*Exercise material*.

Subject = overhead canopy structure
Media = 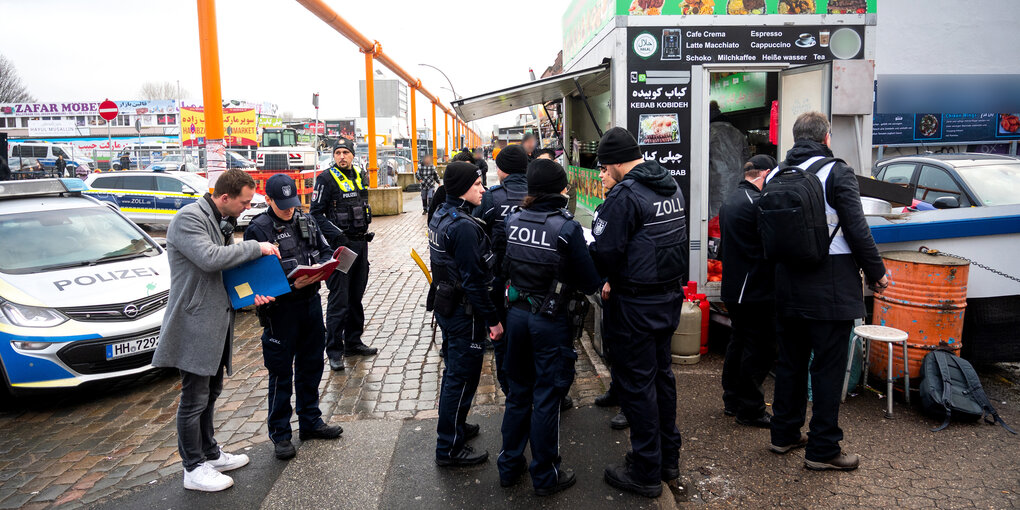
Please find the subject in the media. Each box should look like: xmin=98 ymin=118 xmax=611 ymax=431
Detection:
xmin=451 ymin=61 xmax=610 ymax=122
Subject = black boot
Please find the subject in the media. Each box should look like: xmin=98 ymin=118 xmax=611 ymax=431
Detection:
xmin=535 ymin=469 xmax=576 ymax=496
xmin=610 ymin=411 xmax=630 ymax=430
xmin=274 ymin=440 xmax=296 ymax=460
xmin=594 ymin=390 xmax=618 ymax=407
xmin=604 ymin=464 xmax=662 ymax=498
xmin=560 ymin=395 xmax=574 ymax=411
xmin=436 ymin=445 xmax=489 ymax=467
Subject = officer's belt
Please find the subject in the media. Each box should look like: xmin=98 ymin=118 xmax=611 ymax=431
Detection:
xmin=612 ymin=280 xmax=684 ymax=296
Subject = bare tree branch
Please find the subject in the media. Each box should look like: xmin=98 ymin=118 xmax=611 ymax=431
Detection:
xmin=0 ymin=54 xmax=35 ymax=103
xmin=139 ymin=81 xmax=187 ymax=100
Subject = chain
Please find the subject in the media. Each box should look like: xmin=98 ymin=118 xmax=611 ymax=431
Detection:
xmin=918 ymin=246 xmax=1020 ymax=284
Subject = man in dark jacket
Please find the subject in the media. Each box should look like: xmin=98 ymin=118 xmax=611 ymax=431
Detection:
xmin=719 ymin=154 xmax=778 ymax=428
xmin=767 ymin=112 xmax=888 ymax=472
xmin=590 ymin=127 xmax=686 ymax=498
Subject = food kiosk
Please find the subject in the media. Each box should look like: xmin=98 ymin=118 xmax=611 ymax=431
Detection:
xmin=453 ymin=0 xmax=878 ymax=300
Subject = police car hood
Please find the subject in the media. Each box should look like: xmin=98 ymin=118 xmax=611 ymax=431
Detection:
xmin=0 ymin=253 xmax=170 ymax=308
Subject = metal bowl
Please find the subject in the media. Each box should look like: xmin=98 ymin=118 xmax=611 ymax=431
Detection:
xmin=860 ymin=196 xmax=892 ymax=215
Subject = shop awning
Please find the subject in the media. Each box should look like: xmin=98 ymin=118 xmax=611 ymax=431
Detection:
xmin=451 ymin=61 xmax=611 ymax=122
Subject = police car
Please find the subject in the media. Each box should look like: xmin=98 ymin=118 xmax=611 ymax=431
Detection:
xmin=83 ymin=171 xmax=268 ymax=228
xmin=0 ymin=179 xmax=170 ymax=394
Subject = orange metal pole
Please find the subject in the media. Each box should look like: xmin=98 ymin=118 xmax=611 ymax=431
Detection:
xmin=410 ymin=83 xmax=418 ymax=174
xmin=364 ymin=45 xmax=378 ymax=188
xmin=444 ymin=112 xmax=449 ymax=161
xmin=196 ymin=0 xmax=226 ymax=191
xmin=431 ymin=102 xmax=437 ymax=165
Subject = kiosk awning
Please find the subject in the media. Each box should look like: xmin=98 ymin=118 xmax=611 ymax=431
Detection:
xmin=451 ymin=61 xmax=611 ymax=122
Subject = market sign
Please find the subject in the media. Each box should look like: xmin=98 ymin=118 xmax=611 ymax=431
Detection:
xmin=28 ymin=119 xmax=79 ymax=137
xmin=0 ymin=101 xmax=100 ymax=117
xmin=180 ymin=107 xmax=258 ymax=146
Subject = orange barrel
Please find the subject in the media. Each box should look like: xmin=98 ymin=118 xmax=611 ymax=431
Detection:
xmin=870 ymin=250 xmax=969 ymax=381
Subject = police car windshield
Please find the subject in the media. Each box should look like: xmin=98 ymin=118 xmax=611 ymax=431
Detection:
xmin=0 ymin=207 xmax=158 ymax=274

*What you will do*.
Set every line of the records down again exactly, and exclude all pictures.

*Reply*.
Subject = overhead canopy structure
Media = 
Please find the subject in the media. Each box should look like: xmin=98 ymin=118 xmax=611 ymax=431
Detection:
xmin=451 ymin=61 xmax=610 ymax=122
Subject = black boot
Please find the subject in the media. Each box should look like: xmin=98 ymin=118 xmax=611 ymax=431
Detection:
xmin=535 ymin=469 xmax=576 ymax=496
xmin=610 ymin=411 xmax=630 ymax=430
xmin=274 ymin=440 xmax=296 ymax=460
xmin=594 ymin=390 xmax=618 ymax=407
xmin=604 ymin=464 xmax=662 ymax=498
xmin=560 ymin=395 xmax=574 ymax=411
xmin=436 ymin=445 xmax=489 ymax=467
Subject = officer's belt
Please find the subject in the media. Each box should look like: xmin=98 ymin=118 xmax=611 ymax=431
Detection:
xmin=612 ymin=280 xmax=684 ymax=296
Subject = bare tree branch
Please find the subject in the media. Each box should look like: xmin=98 ymin=118 xmax=611 ymax=431
Detection:
xmin=0 ymin=54 xmax=35 ymax=103
xmin=139 ymin=81 xmax=187 ymax=100
Subject = chain
Please find the subject in the media. Each box should look like: xmin=98 ymin=118 xmax=611 ymax=431
Detection:
xmin=918 ymin=246 xmax=1020 ymax=284
Subject = man in dark jacket
Please find the subject in the media. Each box should look like: xmin=98 ymin=118 xmax=611 ymax=431
Detection:
xmin=719 ymin=154 xmax=778 ymax=428
xmin=767 ymin=112 xmax=888 ymax=472
xmin=590 ymin=127 xmax=686 ymax=498
Subject = food kiosk
Please find the subject in the media. Each box should look like: xmin=98 ymin=118 xmax=611 ymax=431
Detection:
xmin=453 ymin=0 xmax=878 ymax=300
Subject = police car hood
Please find the subject in the media. Each box should look like: xmin=98 ymin=118 xmax=611 ymax=431
Detection:
xmin=0 ymin=253 xmax=170 ymax=308
Subject = metal bowl
Please find the subject in the media. Each box should look like: xmin=98 ymin=118 xmax=611 ymax=431
Detection:
xmin=860 ymin=196 xmax=892 ymax=215
Subject = shop awning
Please find the subject in the media. Each box should look like: xmin=98 ymin=118 xmax=611 ymax=431
Detection:
xmin=451 ymin=61 xmax=611 ymax=122
Subject = police car
Please find the subject in the media. Each box should look like: xmin=98 ymin=118 xmax=611 ymax=431
Detection:
xmin=83 ymin=171 xmax=268 ymax=228
xmin=0 ymin=179 xmax=170 ymax=394
Subject = orange metal pole
Please find the subject in the media. Each box should look like: xmin=98 ymin=118 xmax=611 ymax=431
Detection:
xmin=410 ymin=83 xmax=418 ymax=174
xmin=364 ymin=45 xmax=378 ymax=188
xmin=444 ymin=112 xmax=449 ymax=161
xmin=196 ymin=0 xmax=226 ymax=191
xmin=431 ymin=102 xmax=437 ymax=165
Subject = kiosk awning
Please find the subject in the media. Each box should look like: xmin=98 ymin=118 xmax=611 ymax=431
Detection:
xmin=451 ymin=61 xmax=611 ymax=122
Subject = market sign
Please find the subject in the media. Each box should look like: xmin=98 ymin=118 xmax=611 ymax=431
Detection:
xmin=28 ymin=119 xmax=79 ymax=137
xmin=0 ymin=101 xmax=100 ymax=117
xmin=180 ymin=107 xmax=258 ymax=146
Subject = orange barrel
Please find the subject in the media. Each box should look like: xmin=98 ymin=118 xmax=611 ymax=431
Detection:
xmin=870 ymin=250 xmax=969 ymax=381
Subject = police car windshield
Please find the subject in the media. Each box should look like: xmin=98 ymin=118 xmax=611 ymax=431
Detection:
xmin=0 ymin=207 xmax=158 ymax=274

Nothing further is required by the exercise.